Image region labeling entries

<<<<

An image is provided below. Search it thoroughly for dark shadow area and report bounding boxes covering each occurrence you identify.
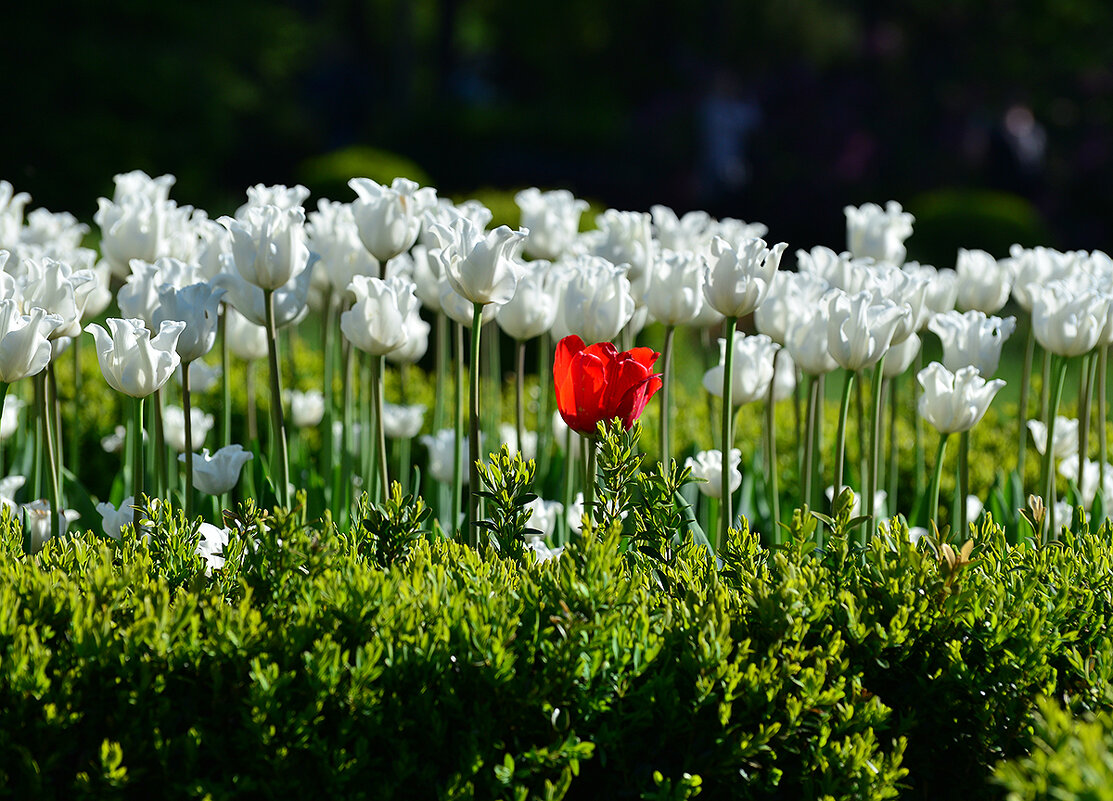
[8,0,1113,256]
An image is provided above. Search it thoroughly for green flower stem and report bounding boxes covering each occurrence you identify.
[181,362,194,520]
[1016,325,1036,484]
[150,387,168,498]
[514,339,525,457]
[244,362,259,443]
[1040,350,1053,417]
[371,356,391,502]
[31,378,46,498]
[928,434,951,531]
[858,356,885,545]
[68,337,85,476]
[318,290,336,508]
[452,323,467,542]
[660,326,677,469]
[0,382,10,477]
[480,322,502,456]
[792,366,804,464]
[1097,345,1113,487]
[263,289,289,508]
[402,365,413,495]
[1040,354,1081,542]
[559,428,575,545]
[1078,353,1101,500]
[131,398,145,534]
[433,312,449,433]
[854,375,869,495]
[47,360,66,493]
[954,431,971,540]
[912,348,926,497]
[711,317,738,553]
[358,353,375,485]
[800,375,823,508]
[831,370,855,503]
[467,303,483,547]
[328,339,355,524]
[703,495,722,551]
[217,304,232,453]
[538,332,553,478]
[765,354,780,534]
[886,376,899,511]
[582,434,595,526]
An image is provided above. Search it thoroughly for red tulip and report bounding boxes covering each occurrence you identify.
[553,335,661,436]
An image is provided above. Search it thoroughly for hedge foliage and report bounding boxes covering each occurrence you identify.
[0,467,1113,799]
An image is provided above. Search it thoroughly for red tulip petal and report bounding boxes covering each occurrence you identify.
[602,354,650,419]
[562,352,607,434]
[619,347,661,370]
[614,375,662,431]
[553,335,583,426]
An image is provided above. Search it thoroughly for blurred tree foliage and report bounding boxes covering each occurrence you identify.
[0,0,1113,249]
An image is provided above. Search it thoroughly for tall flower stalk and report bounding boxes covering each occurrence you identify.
[263,289,289,508]
[660,326,676,469]
[467,303,485,547]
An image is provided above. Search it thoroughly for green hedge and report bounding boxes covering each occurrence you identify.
[0,485,1113,799]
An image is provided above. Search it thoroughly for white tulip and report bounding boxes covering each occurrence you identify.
[827,289,908,372]
[85,317,186,397]
[162,406,215,453]
[955,248,1013,314]
[703,334,777,406]
[341,276,417,356]
[916,362,1005,434]
[498,261,558,342]
[348,178,436,263]
[927,309,1016,375]
[514,187,588,259]
[684,448,742,498]
[1028,415,1078,462]
[843,200,915,267]
[703,237,788,318]
[178,445,254,495]
[646,250,707,326]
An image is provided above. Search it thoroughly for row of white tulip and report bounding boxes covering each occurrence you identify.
[0,172,1113,554]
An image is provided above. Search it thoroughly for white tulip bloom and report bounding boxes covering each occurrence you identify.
[178,445,254,495]
[514,187,588,259]
[430,217,525,304]
[703,237,788,318]
[383,403,425,439]
[703,334,778,406]
[684,448,742,498]
[1028,280,1111,356]
[85,317,186,397]
[341,276,417,356]
[646,250,707,326]
[553,256,634,343]
[283,389,325,428]
[151,284,226,364]
[348,178,436,263]
[916,362,1005,434]
[927,309,1016,375]
[843,200,915,267]
[498,261,558,342]
[1028,415,1078,462]
[827,289,909,372]
[955,248,1013,314]
[162,406,216,453]
[218,206,311,290]
[0,298,62,384]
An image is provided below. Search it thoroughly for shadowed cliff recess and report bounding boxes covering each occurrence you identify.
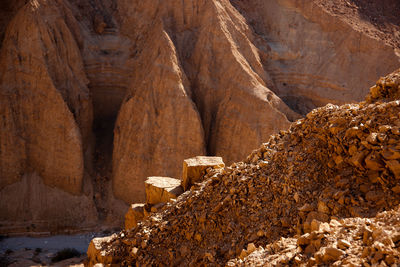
[0,0,399,233]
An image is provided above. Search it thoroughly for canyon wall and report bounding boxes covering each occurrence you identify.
[0,0,399,232]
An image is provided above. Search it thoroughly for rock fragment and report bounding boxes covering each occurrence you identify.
[145,176,183,204]
[182,156,225,191]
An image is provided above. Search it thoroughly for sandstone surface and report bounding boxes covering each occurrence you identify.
[182,156,225,190]
[125,203,145,230]
[0,0,399,231]
[87,71,400,266]
[144,176,183,205]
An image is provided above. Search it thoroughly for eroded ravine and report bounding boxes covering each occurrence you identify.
[0,0,399,234]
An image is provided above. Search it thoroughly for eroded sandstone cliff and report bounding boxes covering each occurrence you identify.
[0,0,399,231]
[88,70,400,266]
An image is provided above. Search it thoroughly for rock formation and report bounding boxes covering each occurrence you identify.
[89,70,400,266]
[0,0,399,234]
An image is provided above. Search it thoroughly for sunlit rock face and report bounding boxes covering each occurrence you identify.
[0,0,399,231]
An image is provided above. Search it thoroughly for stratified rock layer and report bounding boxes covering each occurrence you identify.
[0,0,400,232]
[88,70,400,265]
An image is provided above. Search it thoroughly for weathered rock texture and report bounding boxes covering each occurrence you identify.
[125,203,145,230]
[182,156,225,190]
[86,70,400,266]
[0,0,399,232]
[144,176,183,205]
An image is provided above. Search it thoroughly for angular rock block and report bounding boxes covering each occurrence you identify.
[85,236,113,267]
[125,203,145,230]
[182,156,225,191]
[144,176,183,205]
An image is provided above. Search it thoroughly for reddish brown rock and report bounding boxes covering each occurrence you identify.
[125,203,145,230]
[182,156,225,190]
[144,176,183,205]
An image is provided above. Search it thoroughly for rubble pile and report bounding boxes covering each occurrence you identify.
[366,70,400,103]
[88,70,400,266]
[230,208,400,266]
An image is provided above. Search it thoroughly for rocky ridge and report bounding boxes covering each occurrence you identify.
[87,71,400,266]
[0,0,399,233]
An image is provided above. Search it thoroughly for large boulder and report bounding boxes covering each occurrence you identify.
[144,176,183,204]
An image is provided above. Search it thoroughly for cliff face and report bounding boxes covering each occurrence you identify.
[0,0,399,231]
[88,70,400,266]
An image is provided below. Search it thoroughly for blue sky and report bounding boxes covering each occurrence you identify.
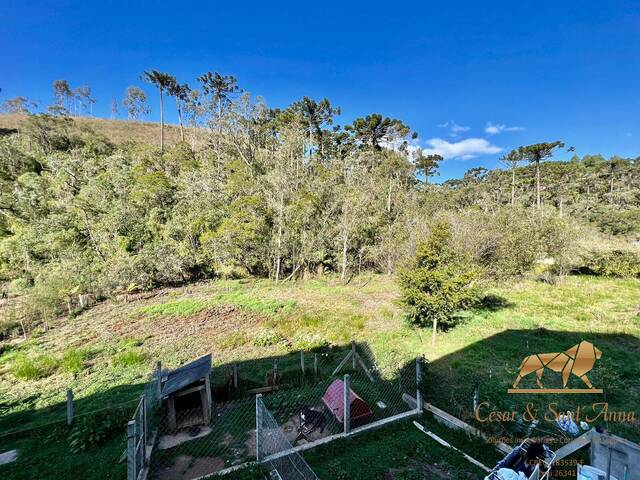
[0,0,640,179]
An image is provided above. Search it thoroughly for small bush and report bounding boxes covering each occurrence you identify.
[60,348,88,374]
[11,354,58,380]
[253,329,284,347]
[583,250,640,277]
[218,332,248,350]
[111,349,147,367]
[69,409,129,453]
[292,333,329,350]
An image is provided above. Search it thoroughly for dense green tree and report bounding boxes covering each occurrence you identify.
[345,113,417,150]
[400,223,478,345]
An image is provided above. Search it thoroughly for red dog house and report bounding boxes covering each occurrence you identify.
[322,379,373,425]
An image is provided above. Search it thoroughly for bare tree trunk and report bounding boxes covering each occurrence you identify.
[160,89,164,152]
[176,96,184,142]
[275,191,284,283]
[387,180,393,275]
[340,233,349,280]
[536,161,542,210]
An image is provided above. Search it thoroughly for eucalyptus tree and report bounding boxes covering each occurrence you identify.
[53,80,73,110]
[142,70,176,152]
[500,149,525,205]
[122,87,151,120]
[198,72,239,124]
[413,148,444,185]
[0,96,38,115]
[518,140,564,210]
[288,96,340,156]
[167,78,191,142]
[111,97,118,118]
[73,85,96,115]
[345,113,417,151]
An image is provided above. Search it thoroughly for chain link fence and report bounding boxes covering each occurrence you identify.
[143,343,421,480]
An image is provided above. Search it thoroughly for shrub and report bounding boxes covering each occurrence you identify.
[584,250,640,277]
[69,409,129,453]
[253,329,284,347]
[399,223,479,342]
[11,354,58,380]
[60,348,88,374]
[140,298,209,317]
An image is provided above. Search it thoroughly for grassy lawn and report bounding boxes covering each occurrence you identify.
[0,275,640,478]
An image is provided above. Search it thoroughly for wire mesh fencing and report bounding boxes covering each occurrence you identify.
[142,343,420,480]
[126,363,162,480]
[256,395,318,480]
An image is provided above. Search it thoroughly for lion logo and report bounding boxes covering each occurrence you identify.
[509,340,602,393]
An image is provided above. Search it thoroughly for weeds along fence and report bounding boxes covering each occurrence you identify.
[142,344,422,480]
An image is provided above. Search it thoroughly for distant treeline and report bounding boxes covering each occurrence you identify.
[0,72,640,332]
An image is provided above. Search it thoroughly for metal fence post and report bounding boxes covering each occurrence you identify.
[351,341,357,370]
[342,374,351,435]
[140,394,147,465]
[127,420,138,480]
[416,358,422,413]
[156,362,162,402]
[256,393,262,462]
[67,389,73,425]
[313,353,318,376]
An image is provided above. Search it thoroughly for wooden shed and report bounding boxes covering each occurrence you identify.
[322,379,373,425]
[162,354,212,430]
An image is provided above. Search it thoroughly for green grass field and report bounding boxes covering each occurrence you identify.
[0,275,640,479]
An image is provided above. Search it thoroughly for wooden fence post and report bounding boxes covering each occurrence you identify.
[416,358,422,413]
[127,420,138,480]
[256,393,262,462]
[231,363,238,388]
[342,374,351,435]
[67,389,73,425]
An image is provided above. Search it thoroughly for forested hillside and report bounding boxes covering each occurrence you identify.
[0,79,640,342]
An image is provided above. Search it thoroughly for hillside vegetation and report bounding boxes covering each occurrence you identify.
[0,275,640,478]
[0,109,640,344]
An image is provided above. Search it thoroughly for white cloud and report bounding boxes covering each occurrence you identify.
[484,122,524,135]
[438,120,471,137]
[422,138,502,160]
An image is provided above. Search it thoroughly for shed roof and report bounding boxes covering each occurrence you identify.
[322,379,373,422]
[162,353,211,396]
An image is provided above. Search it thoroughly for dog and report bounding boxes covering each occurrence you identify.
[513,340,602,389]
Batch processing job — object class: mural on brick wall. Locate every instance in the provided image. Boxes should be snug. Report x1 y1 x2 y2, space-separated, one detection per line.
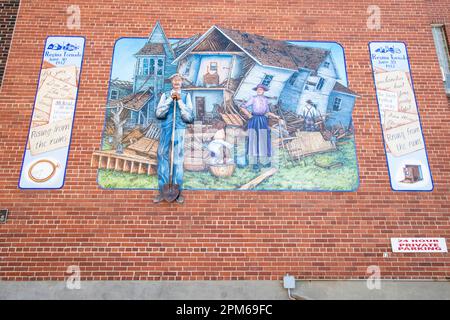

>>>>

- PROBLEM DETAILS: Reproduce the lines above, from the first line through the line containing "[8,0,1113,256]", with both included. Omit the pictures.

- RESPONSE TO THE TASK:
An image is provided below. Search it thoroughly for dark shadow area and report bounding boxes covering each occurrence you identify.
[8,0,1113,256]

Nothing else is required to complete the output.